#### Instructions:
1 - According to the passage about the wedding prayer, what did the girls at one of the bridal showers pray for?
2 - Carry on the reflection about making a home a haven, picking up right after its final sentence.

#### Page text:
When the pastor prayed at our wedding in 2007, he blessed the marriage with a prayer that included these lines:

"Send therefore your blessing upon these your servants, that they may so love, honor, and cherish each other in faithfulness and patience, in wisdom and true godliness, that their home may be a haven of blessing and peace; through Jesus Christ our Lord, who lives and reigns with you and the Holy Spirit, one God, now and forever. Amen."

This line especially came to mind as I mulled over the visit that morning: it seemed like our home had been deemed a haven of blessing and peace. I also remembered how the girls at one of my bridal showers had all surrounded me and prayed that our home would be a haven, as well.

I really would like our home to be a haven every day - for my own little family and for those who visit us. It seemed to me that any home can only be a true haven by God's help and our cooperation. What do you think? How do you authentically prepare your homes for guests? Not just the outward trappings of being prepared, which are of course necessary and important, but what is it about the haven-like homes you have visited that makes them havens?

#### Records from a dataset:
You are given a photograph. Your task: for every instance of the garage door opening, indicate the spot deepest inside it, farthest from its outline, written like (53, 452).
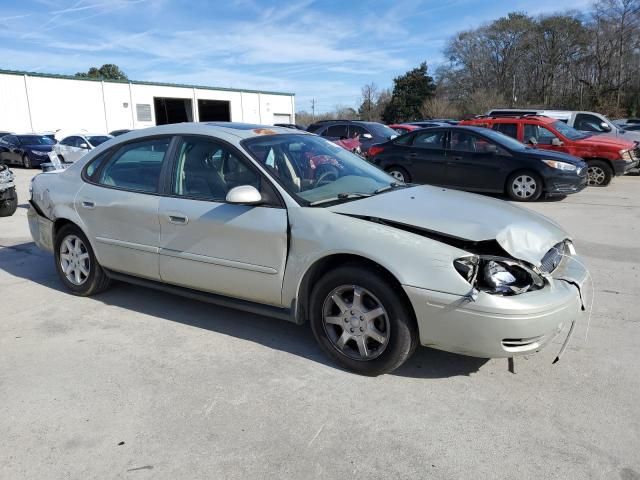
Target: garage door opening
(172, 110)
(214, 111)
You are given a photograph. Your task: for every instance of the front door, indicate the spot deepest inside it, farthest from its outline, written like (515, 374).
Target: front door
(474, 163)
(119, 207)
(210, 245)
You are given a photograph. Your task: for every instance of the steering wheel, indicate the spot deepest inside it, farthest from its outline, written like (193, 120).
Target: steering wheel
(329, 174)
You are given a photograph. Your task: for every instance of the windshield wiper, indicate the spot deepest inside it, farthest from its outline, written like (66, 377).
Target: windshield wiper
(341, 196)
(391, 186)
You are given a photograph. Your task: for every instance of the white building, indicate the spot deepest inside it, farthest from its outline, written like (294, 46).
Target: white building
(34, 102)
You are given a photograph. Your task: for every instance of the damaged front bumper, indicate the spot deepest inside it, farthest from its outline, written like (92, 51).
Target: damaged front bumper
(501, 326)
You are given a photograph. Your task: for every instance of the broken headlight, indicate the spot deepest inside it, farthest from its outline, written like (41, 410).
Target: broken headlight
(498, 275)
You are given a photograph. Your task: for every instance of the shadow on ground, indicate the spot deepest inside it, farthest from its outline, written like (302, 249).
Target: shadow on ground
(27, 261)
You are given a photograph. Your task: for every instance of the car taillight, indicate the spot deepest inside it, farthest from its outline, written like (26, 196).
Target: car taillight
(375, 150)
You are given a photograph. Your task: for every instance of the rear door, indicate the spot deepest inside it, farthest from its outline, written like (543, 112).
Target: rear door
(214, 246)
(119, 206)
(427, 158)
(475, 163)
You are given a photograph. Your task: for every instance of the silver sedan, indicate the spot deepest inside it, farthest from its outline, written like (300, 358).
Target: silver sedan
(287, 224)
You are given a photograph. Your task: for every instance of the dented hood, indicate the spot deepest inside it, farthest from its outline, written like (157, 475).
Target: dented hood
(522, 233)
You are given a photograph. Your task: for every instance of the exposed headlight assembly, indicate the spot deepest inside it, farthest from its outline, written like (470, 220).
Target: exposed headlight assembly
(39, 153)
(498, 275)
(567, 167)
(626, 155)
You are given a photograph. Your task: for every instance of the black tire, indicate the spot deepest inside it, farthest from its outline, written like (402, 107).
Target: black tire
(599, 173)
(399, 173)
(97, 281)
(9, 207)
(399, 323)
(524, 186)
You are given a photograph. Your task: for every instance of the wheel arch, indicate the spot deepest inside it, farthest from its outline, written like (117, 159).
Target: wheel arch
(325, 264)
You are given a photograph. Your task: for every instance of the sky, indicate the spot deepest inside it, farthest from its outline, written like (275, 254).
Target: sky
(322, 50)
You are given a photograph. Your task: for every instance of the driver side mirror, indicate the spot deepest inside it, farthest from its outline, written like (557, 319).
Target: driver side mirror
(244, 195)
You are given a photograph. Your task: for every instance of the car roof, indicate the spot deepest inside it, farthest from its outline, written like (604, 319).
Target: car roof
(227, 130)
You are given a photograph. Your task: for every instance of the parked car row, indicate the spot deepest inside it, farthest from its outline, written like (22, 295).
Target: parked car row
(286, 223)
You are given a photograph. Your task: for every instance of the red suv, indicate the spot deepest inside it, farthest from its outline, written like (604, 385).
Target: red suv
(606, 156)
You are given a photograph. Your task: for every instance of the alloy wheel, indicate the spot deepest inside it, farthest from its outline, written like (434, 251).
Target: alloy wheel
(74, 260)
(595, 176)
(524, 186)
(356, 322)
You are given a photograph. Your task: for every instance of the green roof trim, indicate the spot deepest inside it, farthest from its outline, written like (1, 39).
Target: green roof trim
(138, 82)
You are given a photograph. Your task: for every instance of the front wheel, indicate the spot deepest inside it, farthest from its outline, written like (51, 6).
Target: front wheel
(8, 207)
(599, 173)
(76, 263)
(524, 186)
(361, 322)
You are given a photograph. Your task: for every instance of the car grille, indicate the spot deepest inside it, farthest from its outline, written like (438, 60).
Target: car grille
(553, 257)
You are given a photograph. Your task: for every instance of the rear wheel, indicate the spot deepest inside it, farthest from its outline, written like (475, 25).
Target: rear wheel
(524, 186)
(76, 263)
(399, 173)
(361, 322)
(9, 207)
(599, 173)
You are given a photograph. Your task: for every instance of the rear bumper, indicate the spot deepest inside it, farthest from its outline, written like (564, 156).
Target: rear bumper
(41, 229)
(497, 326)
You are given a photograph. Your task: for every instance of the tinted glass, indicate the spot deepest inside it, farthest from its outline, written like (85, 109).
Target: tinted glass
(541, 135)
(569, 132)
(338, 131)
(430, 139)
(98, 140)
(34, 140)
(509, 129)
(355, 130)
(589, 123)
(207, 171)
(136, 166)
(313, 169)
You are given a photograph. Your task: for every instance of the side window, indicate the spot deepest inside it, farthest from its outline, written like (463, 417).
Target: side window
(541, 135)
(207, 170)
(589, 123)
(429, 139)
(136, 166)
(338, 131)
(93, 167)
(355, 130)
(510, 129)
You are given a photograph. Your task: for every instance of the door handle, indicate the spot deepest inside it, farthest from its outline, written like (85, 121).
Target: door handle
(178, 218)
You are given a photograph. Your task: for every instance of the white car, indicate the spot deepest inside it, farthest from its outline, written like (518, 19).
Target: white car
(74, 147)
(243, 215)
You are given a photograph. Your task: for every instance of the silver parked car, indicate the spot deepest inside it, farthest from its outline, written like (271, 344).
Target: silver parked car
(288, 224)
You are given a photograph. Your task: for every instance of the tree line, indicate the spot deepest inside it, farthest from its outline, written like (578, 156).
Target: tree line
(575, 60)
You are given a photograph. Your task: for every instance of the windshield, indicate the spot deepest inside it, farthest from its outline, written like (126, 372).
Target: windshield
(313, 169)
(569, 132)
(98, 139)
(504, 140)
(382, 130)
(35, 140)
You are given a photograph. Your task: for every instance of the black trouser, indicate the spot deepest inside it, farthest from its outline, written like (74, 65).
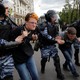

#### Answers for this exercise:
1 - They prayed that the couple's home would be a haven.

2 -
Tuesday, May 18, 2010

Honored Guests at Tea

Yesterday our household was honored to recieve two visitors from afar. I suppose that makes them sound like the Magi! Not so. It makes me so happy when they are able to visit us, as they are so special to me: these two guests are my maternal grandfather's first cousin and her husband...and to both shorten and sweeten that distant-sounding explanation of relationship, we have recently decided to classify ourselves with the following titles: Great Aunt Kathleen and Great Uncle Walter, and they refer to me as their niece. These designations are far cozier than before, when we didn't really call one another anything. Interesting how names and titles succeed in making people dearer to each other.

Another part of the reason I was so excited and honored to have my Great Aunt and Great Uncle over is because we all have so much in common. We are really kindred spirits, my Aunt and I. It doesn't seem to make a whit of difference that she was born in the 1920s and I was born in 1979 -- we really may as well be sisters. We're both readers, Christians, interested in American history and our family history, we're both quietly anti-feminism, we laugh at the same things, and simply enjoy our visits and our intermittent letter correspondence.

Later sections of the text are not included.